Exercise goal
Return every line of the data below unchanged, keeping the same order.

--- begin ---

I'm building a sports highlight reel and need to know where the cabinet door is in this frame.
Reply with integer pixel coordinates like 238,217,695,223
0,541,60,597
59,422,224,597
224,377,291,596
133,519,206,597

--- end ---

Reply
I'm building a sports highlight reel and need to know where the cabinet door is in this frame.
Reply with integer pixel coordinates like 238,217,695,223
0,541,60,597
59,422,224,597
224,377,291,596
133,519,206,597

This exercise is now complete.